* [INPUT RECORDS]:
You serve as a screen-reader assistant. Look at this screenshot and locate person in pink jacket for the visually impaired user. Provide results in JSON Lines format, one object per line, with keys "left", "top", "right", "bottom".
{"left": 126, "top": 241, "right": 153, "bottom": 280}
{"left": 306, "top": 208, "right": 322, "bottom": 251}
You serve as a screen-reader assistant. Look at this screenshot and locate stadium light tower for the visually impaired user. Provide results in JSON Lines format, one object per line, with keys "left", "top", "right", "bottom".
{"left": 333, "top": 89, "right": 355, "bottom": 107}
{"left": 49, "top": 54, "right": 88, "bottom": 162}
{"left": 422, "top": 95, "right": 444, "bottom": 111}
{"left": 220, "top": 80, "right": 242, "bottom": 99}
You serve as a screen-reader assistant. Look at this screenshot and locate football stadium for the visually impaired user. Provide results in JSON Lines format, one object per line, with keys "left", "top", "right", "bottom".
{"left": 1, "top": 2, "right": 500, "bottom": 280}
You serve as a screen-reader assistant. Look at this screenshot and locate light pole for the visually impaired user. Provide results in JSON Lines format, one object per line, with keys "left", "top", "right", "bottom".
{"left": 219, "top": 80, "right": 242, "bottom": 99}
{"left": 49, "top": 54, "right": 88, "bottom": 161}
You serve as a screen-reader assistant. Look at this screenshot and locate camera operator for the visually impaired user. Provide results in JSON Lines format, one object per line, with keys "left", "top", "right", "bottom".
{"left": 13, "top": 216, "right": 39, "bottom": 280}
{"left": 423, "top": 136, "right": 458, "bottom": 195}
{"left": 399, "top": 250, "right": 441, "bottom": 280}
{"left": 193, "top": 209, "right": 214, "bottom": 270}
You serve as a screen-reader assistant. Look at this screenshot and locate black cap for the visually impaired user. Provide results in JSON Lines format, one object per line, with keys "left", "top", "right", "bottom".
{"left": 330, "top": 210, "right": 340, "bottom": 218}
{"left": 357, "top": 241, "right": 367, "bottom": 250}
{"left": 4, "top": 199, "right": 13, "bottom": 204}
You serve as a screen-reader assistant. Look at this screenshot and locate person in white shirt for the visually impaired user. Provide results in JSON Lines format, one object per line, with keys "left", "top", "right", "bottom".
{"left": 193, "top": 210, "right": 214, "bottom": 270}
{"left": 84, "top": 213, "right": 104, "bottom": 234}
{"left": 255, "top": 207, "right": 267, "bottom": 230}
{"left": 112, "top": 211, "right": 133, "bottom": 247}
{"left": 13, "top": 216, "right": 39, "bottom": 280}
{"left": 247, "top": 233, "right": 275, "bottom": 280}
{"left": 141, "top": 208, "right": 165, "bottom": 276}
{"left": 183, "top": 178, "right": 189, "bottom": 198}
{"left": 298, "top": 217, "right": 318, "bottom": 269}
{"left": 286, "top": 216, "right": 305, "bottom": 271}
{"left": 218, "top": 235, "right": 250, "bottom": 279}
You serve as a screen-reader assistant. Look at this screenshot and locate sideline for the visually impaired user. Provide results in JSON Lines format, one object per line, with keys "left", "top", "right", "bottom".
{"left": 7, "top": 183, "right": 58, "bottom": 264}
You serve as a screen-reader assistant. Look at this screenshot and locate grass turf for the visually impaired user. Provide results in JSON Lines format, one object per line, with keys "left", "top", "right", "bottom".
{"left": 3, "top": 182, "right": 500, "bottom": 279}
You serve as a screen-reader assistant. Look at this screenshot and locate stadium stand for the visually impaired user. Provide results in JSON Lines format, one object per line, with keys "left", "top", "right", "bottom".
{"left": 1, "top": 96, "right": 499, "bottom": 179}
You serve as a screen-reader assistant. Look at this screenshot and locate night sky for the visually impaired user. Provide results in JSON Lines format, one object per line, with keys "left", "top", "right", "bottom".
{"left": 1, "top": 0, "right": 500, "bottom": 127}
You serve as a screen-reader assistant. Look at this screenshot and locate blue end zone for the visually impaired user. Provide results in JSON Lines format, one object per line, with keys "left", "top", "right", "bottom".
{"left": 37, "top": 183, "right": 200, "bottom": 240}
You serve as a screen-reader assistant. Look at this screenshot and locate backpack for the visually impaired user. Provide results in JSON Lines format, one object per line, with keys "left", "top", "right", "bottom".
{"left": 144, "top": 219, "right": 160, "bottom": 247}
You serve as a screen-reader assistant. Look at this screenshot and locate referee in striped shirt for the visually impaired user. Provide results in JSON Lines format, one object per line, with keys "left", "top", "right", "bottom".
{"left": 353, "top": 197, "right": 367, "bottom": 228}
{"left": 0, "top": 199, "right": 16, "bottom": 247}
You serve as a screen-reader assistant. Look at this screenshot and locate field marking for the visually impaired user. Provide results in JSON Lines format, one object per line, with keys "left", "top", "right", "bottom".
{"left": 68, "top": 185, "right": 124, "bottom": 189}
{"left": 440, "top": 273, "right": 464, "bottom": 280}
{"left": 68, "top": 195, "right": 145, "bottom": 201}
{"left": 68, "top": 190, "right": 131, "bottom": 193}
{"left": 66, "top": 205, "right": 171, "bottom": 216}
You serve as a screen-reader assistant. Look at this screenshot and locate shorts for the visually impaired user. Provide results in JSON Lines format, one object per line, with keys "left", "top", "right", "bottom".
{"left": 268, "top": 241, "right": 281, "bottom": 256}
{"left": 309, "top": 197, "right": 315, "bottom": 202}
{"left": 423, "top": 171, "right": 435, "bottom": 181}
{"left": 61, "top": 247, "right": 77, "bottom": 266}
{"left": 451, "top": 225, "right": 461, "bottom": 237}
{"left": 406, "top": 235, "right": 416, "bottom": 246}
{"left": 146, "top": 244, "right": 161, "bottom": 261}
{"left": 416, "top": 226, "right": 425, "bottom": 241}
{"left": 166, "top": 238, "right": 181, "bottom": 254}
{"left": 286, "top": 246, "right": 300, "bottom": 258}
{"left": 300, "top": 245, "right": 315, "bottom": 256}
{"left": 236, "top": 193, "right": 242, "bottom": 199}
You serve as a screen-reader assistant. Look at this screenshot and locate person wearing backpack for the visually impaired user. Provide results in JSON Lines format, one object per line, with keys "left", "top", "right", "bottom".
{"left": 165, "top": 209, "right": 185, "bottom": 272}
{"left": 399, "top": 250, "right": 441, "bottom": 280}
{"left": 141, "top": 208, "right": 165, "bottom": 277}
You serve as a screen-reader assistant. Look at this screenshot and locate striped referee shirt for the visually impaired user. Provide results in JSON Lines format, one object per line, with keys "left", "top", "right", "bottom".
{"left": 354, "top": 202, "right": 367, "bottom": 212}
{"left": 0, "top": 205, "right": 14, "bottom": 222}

* [ASSIGNMENT]: Each record above should be reproduced in full, exactly as it stands.

* [ANSWER SPACE]:
You serve as a screen-reader assistant. Look at this screenshot and locate person in pink jacket for the visually impaired user. Provide results in JSON Lines format, one object per line, with keys "left", "top", "right", "bottom".
{"left": 126, "top": 241, "right": 153, "bottom": 280}
{"left": 306, "top": 208, "right": 322, "bottom": 251}
You serve as a screen-reader assistant. Look at this screenshot and locate stadium light tower for the visually impaired user. Provide results in JSON Lines format, one object per line, with keys "left", "top", "right", "bottom".
{"left": 333, "top": 89, "right": 355, "bottom": 107}
{"left": 49, "top": 54, "right": 88, "bottom": 162}
{"left": 422, "top": 95, "right": 444, "bottom": 111}
{"left": 220, "top": 80, "right": 242, "bottom": 99}
You serve as a screen-reader assistant. Look at this screenshot and locate football stadium for the visually impaired user. Provide results in JSON Lines format, one object per line, with keys "left", "top", "right", "bottom".
{"left": 1, "top": 2, "right": 500, "bottom": 280}
You serve as a screen-reader assistant. Look at this screenshot and locate light pole for the visually impaired user. Provide results in JSON Lines format, one object per line, with keys "left", "top", "right", "bottom".
{"left": 219, "top": 80, "right": 242, "bottom": 99}
{"left": 49, "top": 54, "right": 88, "bottom": 161}
You serve as a screen-reader assistant. Look at this screenshot and locate camera operator for the visually impaired user. Provide results in JSON Lines format, one object per line, with keys "left", "top", "right", "bottom".
{"left": 13, "top": 216, "right": 39, "bottom": 280}
{"left": 423, "top": 136, "right": 458, "bottom": 195}
{"left": 399, "top": 250, "right": 441, "bottom": 280}
{"left": 193, "top": 209, "right": 214, "bottom": 270}
You serve as a screen-reader assistant. Look at this screenshot and locate black cap for the visually impaired user. Provide results in JSON Lines format, one object per line, with keys "left", "top", "right", "bottom".
{"left": 330, "top": 210, "right": 340, "bottom": 218}
{"left": 357, "top": 241, "right": 367, "bottom": 250}
{"left": 4, "top": 199, "right": 13, "bottom": 204}
You serve as a screen-reader assistant. Look at this screenshot and locate person in white shirt for the visually impaired user. Provide results in JSON Lines format, one object per line, with keys "left", "top", "right", "bottom".
{"left": 193, "top": 210, "right": 214, "bottom": 270}
{"left": 84, "top": 213, "right": 104, "bottom": 234}
{"left": 255, "top": 207, "right": 267, "bottom": 230}
{"left": 112, "top": 211, "right": 133, "bottom": 247}
{"left": 13, "top": 216, "right": 39, "bottom": 280}
{"left": 247, "top": 233, "right": 275, "bottom": 280}
{"left": 141, "top": 208, "right": 165, "bottom": 276}
{"left": 183, "top": 178, "right": 189, "bottom": 198}
{"left": 298, "top": 217, "right": 318, "bottom": 269}
{"left": 286, "top": 216, "right": 305, "bottom": 271}
{"left": 218, "top": 235, "right": 250, "bottom": 279}
You serve as a screen-reader assistant. Look at this screenshot and locate sideline for the visually impaired user. Provide results in JSON Lines format, one object per line, with keys "left", "top", "right", "bottom".
{"left": 7, "top": 183, "right": 58, "bottom": 264}
You serve as a screen-reader assistant. Look at this screenshot and locate grass turf for the visually impaired user. Provide results in JSON Lines format, one object per line, with keys "left", "top", "right", "bottom".
{"left": 3, "top": 182, "right": 500, "bottom": 279}
You serve as a screen-reader assistant. Look at this screenshot and locate stadium stand for the visually impaired user. Provide results in JSON Lines format, one object per line, with keys "left", "top", "right", "bottom".
{"left": 1, "top": 96, "right": 499, "bottom": 179}
You serve as a screen-reader assistant. Look at this screenshot and locate night sky for the visually impaired user. Provide results in JSON Lines format, one object per line, with keys "left", "top", "right", "bottom".
{"left": 1, "top": 0, "right": 500, "bottom": 127}
You serve as a screen-reader assistant. Look at this screenshot and locate blue end zone for the visually impaired user. Provide results in JSON Lines format, one object per line, with keys "left", "top", "right", "bottom".
{"left": 37, "top": 183, "right": 200, "bottom": 240}
You serve as a screen-reader assistant. Look at this screenshot and locate backpack for the visually impaired user. Provide results in JSON Lines format, one object per line, with keys "left", "top", "right", "bottom".
{"left": 144, "top": 219, "right": 160, "bottom": 247}
You serve as a screen-reader assistant. Look at this screenshot and locate referee in striped shirt for the visually impaired user. Provide results in JSON Lines format, one object per line, with keys "left", "top", "right", "bottom".
{"left": 353, "top": 197, "right": 367, "bottom": 228}
{"left": 0, "top": 199, "right": 16, "bottom": 247}
You serve as a screen-reader assistant. Look at this screenshot and locate field marking for the visually impaired user. Provide results in JSON Lines format, one object per line, with keys "left", "top", "right", "bottom".
{"left": 68, "top": 185, "right": 124, "bottom": 189}
{"left": 440, "top": 273, "right": 464, "bottom": 280}
{"left": 68, "top": 195, "right": 145, "bottom": 201}
{"left": 68, "top": 190, "right": 131, "bottom": 193}
{"left": 66, "top": 205, "right": 171, "bottom": 216}
You serve as a screen-reader assistant. Look at this screenshot and locate shorts for the visually impaired user. Provide results in JSON Lines format, one object per line, with keys "left", "top", "right", "bottom".
{"left": 268, "top": 241, "right": 281, "bottom": 256}
{"left": 309, "top": 197, "right": 315, "bottom": 202}
{"left": 423, "top": 171, "right": 435, "bottom": 181}
{"left": 61, "top": 247, "right": 77, "bottom": 266}
{"left": 451, "top": 225, "right": 461, "bottom": 237}
{"left": 406, "top": 235, "right": 416, "bottom": 246}
{"left": 146, "top": 244, "right": 161, "bottom": 261}
{"left": 416, "top": 226, "right": 425, "bottom": 241}
{"left": 166, "top": 238, "right": 181, "bottom": 254}
{"left": 286, "top": 246, "right": 300, "bottom": 258}
{"left": 300, "top": 245, "right": 315, "bottom": 256}
{"left": 236, "top": 193, "right": 242, "bottom": 199}
You serve as a screen-reader assistant. Look at this screenshot and locate person wearing backpack for the visually impaired user. Provide results in JSON Lines format, one object per line, with keys "left", "top", "right", "bottom".
{"left": 165, "top": 209, "right": 185, "bottom": 272}
{"left": 399, "top": 250, "right": 441, "bottom": 280}
{"left": 141, "top": 208, "right": 165, "bottom": 277}
You serve as a screen-reader assistant. Look at this screenshot and locate striped referee shirt for the visually impaired user. Provide results in JSON Lines format, one object per line, with keys "left", "top", "right", "bottom".
{"left": 354, "top": 202, "right": 367, "bottom": 212}
{"left": 0, "top": 205, "right": 14, "bottom": 222}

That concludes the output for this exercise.